4.1 Metaphor Quality Control

To assess the quality of the generated metaphors, an annotator familiar with the events in the ECB+ dataset manually examines the $\tt{Dev}_{small}$ sets. We chose a familiarized annotator because metaphors often abstract away many of the details that make coreference obvious, and we are interested in whether or not the generated paraphrases would (by any stretch of the imagination) reasonably be interpreted as referring to the original event.

The annotator examines each of the original event mentions alongside their paraphrased versions and makes a binary judgment as to whether the two can be reasonably interpreted as referring to the same event. We estimate based on the results that approximately 99% of ECB+META₁ and 95% of ECB+META_m could be reasonably interpreted by a human as being coreferent to the original event mentions from which they are derived.

4.2 Coreference & Lexical Diversity

We use $\textsc{B}^{3}$ Bagga and Baldwin (1998) and CoNLL Denis and Baldridge (2009); Pradhan et al. (2012) clustering metrics, in which we use the $\textsc{B}^{3}_{\textsc{R}}$ for estimating recall, CoNLL as the overall metric (evaluated using CoVal Moosavi et al. (2019)). For the methods that use LH as the filtering step, we follow Ahmed et al. (2023a)’s clustering with connected components. For $\mathtt{KNN}$ as the filtering step, we use Held et al. (2021)’s greedy agglomeration.

Filtering Scores:

Following previous work, we first assess the $\textsc{B}^{3}_{\textsc{R}}$ score on oracle results. This tests how well the filtering methods perform in minimizing false negatives (coreferent pairs that are eliminated inadvertently). From Table 1 we observe a substantial difference in the recall measures of ECB+ and ECB+META versions. The LH approach particularly takes a toll because it relies on synonymous lemma pairs from the train set. Interestingly, $\mathtt{KNN}$ does well on the ECB+META versions, with only a minor drop in recall for ECB+META₁ and about 10% drop for ECB+META_m. Between ECB+META₁ and ECB+META_m, as expected, the recall drops more in ECB+META_m as more complex metaphors are used here.

Stored records
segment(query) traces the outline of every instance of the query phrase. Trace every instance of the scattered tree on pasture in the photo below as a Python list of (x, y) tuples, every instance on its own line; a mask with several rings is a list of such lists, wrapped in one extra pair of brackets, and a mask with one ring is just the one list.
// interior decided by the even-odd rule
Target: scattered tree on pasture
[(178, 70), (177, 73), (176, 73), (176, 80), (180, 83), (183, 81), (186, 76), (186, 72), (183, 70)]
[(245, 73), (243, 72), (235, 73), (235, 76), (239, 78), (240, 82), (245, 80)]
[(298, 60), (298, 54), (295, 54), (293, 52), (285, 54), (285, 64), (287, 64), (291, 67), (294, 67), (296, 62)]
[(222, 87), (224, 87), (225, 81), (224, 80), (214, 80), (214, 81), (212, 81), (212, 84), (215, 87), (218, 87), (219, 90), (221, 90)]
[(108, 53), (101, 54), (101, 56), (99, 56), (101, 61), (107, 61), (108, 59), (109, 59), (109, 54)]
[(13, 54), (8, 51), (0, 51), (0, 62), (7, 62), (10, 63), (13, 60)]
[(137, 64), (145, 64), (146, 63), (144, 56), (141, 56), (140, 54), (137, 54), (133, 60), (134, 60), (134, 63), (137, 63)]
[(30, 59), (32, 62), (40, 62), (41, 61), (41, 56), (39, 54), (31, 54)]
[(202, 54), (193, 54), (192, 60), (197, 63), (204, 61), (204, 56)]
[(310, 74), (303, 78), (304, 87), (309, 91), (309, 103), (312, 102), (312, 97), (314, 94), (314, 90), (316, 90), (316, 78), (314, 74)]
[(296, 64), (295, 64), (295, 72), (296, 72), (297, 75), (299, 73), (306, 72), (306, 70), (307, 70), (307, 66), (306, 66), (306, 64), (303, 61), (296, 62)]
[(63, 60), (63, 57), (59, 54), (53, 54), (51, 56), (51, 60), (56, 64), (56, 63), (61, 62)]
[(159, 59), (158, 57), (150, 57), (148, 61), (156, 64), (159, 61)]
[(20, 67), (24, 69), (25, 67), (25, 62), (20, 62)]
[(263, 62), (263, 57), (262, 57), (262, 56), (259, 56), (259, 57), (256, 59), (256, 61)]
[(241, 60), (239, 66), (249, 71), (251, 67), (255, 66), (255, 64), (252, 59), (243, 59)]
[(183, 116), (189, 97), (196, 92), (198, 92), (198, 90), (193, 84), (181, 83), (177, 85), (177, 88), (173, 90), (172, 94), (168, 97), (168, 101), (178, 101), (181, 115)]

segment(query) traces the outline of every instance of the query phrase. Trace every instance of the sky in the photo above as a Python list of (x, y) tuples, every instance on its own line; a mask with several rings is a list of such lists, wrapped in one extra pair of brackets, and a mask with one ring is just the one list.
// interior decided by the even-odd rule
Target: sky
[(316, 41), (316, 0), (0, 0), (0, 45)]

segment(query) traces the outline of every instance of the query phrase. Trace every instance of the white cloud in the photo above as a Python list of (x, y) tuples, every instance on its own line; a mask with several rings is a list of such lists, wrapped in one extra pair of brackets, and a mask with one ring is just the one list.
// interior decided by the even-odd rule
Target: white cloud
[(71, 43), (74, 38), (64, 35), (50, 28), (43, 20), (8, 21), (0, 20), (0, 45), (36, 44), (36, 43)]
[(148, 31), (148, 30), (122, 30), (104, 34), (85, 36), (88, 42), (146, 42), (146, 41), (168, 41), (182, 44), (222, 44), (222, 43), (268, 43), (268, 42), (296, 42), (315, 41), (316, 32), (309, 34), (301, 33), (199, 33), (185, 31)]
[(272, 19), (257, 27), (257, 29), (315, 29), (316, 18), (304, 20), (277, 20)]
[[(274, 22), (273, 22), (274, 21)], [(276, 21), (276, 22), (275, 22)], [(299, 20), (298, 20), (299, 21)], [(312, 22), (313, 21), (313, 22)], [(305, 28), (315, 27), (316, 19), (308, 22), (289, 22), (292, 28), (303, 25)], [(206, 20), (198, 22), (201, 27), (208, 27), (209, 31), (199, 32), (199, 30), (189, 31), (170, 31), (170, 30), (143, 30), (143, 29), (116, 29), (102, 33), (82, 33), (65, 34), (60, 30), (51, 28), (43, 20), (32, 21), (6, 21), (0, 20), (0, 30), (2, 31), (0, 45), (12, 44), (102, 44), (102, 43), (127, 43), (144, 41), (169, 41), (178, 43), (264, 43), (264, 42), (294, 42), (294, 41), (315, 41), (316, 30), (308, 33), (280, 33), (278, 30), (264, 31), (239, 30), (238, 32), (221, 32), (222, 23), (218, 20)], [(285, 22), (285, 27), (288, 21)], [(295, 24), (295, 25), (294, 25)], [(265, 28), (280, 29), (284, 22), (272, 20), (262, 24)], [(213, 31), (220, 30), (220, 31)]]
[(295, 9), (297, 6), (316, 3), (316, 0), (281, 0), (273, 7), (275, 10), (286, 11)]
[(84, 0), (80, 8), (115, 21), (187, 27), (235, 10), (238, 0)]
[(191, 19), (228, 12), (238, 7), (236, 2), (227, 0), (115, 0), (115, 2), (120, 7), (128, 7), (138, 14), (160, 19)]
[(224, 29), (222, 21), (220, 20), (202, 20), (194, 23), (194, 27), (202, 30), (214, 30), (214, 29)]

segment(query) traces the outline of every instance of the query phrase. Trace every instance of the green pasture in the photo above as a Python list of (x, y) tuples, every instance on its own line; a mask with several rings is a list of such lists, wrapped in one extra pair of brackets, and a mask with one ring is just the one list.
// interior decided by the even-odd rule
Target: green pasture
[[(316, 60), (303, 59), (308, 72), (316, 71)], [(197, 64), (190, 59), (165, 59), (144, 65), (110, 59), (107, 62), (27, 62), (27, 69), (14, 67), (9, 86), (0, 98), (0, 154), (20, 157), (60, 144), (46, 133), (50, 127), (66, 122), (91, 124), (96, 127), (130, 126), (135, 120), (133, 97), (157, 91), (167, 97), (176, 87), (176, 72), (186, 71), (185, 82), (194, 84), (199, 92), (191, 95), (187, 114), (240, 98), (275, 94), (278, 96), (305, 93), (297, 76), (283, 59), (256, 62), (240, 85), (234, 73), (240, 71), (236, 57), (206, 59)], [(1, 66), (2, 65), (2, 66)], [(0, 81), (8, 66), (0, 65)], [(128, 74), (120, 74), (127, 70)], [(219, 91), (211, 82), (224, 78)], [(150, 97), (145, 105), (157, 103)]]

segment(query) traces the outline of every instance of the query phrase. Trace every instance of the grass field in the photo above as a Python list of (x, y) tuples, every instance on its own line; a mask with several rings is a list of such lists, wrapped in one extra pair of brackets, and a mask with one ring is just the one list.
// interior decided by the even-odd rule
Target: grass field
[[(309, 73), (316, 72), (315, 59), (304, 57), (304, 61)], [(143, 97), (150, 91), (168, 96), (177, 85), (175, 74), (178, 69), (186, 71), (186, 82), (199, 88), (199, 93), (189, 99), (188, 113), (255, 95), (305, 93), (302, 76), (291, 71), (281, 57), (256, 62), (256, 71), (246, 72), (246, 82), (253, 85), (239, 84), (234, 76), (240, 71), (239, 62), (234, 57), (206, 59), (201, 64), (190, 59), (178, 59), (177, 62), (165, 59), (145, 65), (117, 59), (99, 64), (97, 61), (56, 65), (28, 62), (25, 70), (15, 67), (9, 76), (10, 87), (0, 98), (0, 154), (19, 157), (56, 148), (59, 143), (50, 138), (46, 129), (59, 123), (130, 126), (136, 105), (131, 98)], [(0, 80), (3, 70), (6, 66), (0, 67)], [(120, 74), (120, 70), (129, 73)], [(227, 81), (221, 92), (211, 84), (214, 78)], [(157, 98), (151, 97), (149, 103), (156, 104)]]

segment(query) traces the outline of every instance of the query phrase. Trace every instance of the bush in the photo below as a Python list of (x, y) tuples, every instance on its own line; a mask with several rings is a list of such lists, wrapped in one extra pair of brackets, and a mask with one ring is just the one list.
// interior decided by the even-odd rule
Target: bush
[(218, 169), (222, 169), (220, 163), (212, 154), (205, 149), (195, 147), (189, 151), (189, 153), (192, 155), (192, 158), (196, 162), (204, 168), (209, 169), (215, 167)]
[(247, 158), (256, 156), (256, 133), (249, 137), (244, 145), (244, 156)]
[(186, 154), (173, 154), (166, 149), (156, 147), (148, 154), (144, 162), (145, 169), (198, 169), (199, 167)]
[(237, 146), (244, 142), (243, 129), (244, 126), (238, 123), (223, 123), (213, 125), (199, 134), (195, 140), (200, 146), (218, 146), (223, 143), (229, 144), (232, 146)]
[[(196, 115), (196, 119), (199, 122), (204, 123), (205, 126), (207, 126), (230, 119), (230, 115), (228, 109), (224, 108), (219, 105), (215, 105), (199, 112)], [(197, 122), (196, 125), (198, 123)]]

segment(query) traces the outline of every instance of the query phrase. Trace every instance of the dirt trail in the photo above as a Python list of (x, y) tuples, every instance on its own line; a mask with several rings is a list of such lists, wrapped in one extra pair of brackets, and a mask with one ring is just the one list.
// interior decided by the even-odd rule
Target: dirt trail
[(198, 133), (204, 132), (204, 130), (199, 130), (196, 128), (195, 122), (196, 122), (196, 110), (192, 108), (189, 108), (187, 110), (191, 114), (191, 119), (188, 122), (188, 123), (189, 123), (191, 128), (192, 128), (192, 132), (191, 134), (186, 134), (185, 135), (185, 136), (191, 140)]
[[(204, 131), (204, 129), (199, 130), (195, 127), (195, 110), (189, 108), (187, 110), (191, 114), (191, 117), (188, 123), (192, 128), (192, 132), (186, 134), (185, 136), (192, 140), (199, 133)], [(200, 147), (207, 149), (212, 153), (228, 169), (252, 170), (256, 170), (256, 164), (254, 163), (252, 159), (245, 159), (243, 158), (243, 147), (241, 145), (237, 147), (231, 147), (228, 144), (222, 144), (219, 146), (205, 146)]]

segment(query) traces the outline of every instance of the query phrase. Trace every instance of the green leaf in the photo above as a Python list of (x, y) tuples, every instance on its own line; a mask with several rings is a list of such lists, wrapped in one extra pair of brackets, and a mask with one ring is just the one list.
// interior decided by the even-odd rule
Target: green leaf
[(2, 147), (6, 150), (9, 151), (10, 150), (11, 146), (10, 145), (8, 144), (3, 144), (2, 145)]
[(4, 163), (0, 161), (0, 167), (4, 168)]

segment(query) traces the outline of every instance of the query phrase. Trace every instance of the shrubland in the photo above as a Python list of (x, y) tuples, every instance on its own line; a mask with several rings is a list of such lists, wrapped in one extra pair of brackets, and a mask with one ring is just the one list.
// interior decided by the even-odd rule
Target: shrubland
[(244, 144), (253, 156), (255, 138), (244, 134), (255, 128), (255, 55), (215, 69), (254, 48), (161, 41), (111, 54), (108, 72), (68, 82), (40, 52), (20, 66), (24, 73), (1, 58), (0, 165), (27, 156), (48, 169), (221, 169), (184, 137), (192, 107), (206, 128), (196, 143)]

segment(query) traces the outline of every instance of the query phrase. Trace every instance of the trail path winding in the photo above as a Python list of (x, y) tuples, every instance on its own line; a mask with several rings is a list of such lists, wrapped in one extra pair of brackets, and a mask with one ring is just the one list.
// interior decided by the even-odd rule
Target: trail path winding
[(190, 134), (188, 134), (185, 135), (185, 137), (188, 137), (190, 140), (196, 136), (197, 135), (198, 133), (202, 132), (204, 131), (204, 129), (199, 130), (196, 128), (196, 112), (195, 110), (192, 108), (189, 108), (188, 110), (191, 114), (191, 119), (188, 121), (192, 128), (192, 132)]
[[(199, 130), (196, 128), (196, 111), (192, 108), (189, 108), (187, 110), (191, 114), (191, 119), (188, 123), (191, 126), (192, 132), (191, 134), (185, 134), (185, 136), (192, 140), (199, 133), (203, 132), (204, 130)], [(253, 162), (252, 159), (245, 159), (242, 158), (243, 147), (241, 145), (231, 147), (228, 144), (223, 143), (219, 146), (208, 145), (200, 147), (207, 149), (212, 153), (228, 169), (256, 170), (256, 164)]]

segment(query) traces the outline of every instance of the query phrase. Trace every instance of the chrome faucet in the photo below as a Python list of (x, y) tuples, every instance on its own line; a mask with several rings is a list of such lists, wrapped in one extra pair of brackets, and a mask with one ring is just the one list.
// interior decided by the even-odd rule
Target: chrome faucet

▶ Your objective
Pick up the passage on metaphor-based paraphrases of ECB+ event mentions and keep writing it from the point where it stops. The stored records have nothing to do with this.

▶ Final answer
	Method	Dev	$\tt{Dev}_{small}$	Test
ECB+	LH	76.3	87.9	81.5
ECB+	$\mathtt{KNN}$	95.7	95.3	94.9
ECB+ META₁	LH	45.8	64.6	58.2
ECB+ META₁	$\mathtt{KNN}$	91.8	93.7	91.4
ECB+ META_m	LH	38.4	59.4	51.3
ECB+ META_m	$\mathtt{KNN}$	84.4	86.5	85.6

Table 1:

\textsc{B}^{3}_{\textsc{R}}

Oracle Results on Dev,

\tt{Dev}_{small}

and Test sets of ECB+, ECB+META₁, and ECB+META_m.

Method	ECB+	ECB+ META₁	ECB+ META_m
LH	74.1	49.8	54.0
$\texttt{CE}_{\texttt{LH}}$	78.1	60.9	50.6
$\texttt{CE}_{\tt KNN}$	78	71.4	54.8
$\texttt{GPT}_{\texttt{LH}}$	78.23	62.5	55.6
$\texttt{GPT}_{\tt KNN}$	67.73	60.15	55.5

Table 2: CoNLL F1 Baseline and Cross-encoder results on ECB+, ECB+META₁ and ECB+META_m Test sets.

CDEC Scores:

We present the overall CoNLL F1 scores in Table 2 for the baseline (LH), the two fine-tuned cross-encoders ( $\texttt{CE}_{\texttt{LH}}$ , $\texttt{CE}_{\tt KNN}$ ), and the methods that use GPT-4 ( $\texttt{GPT}_{\texttt{LH}}$ , $\texttt{GPT}_{\tt KNN}$ ). From the table, it is evident that LH is no longer a strong baseline for ECB+META versions with a drop in 20% score. Both $\texttt{CE}_{\texttt{LH}}$ and $\texttt{CE}_{\tt KNN}$ show a pattern of reducing score from ECB+META₁ to ECB+META_m, with $\texttt{CE}_{\texttt{LH}}$ performing considerably worse. Interestingly, the drop in scores for $\texttt{CE}_{\tt KNN}$ is not substantial for ECB+META₁ but there is a dramatic drop of 20% for ECB+META_m. $\texttt{GPT}_{\texttt{LH}}$ achieves the highest scores on ECB+ and ECB+META_m, demonstrating that GPT-4’s performance aligns with the state-of-the-art, unlike its predecessor GPT-2. However, the financial implications of using $\texttt{GPT}_{\texttt{LH}}$ and $\texttt{GPT}_{\tt KNN}$ are noteworthy; running CDEC with these methods incurred approximately $75 in API costs to OpenAI.

From these results, we can conclude three things: a) ECB+ is an easy dataset, b) datasets with complex metaphors are harder benchmarks, and c) GPT-4 is only as good as the CE methods with a significant amount of added costs.

Lexical Diversity:

We estimate the lexical diversity (MLTD; McCarthy and Jarvis (2010)) of the mention triggers of event clusters. We first eliminate singleton clusters. Then we calculate a weighted average (by cluster size) of the MLTD score for each cluster. The scores we achieved for the test sets of each version of ECB+ are as follows: ECB+: 7.33. ECB+META1: 11.92, ECB+META_m: 26.48. From the lower CDEC scores from Table 2 and the increasing diversity scores of the more complex corpus, we can establish a negative correlation between CDEC scores and MLTD.

Overall, the results confirm our hypothesis that when a dataset a) moves away from strong lexical overlap and b) has figurative language usage, the CDEC scores drop.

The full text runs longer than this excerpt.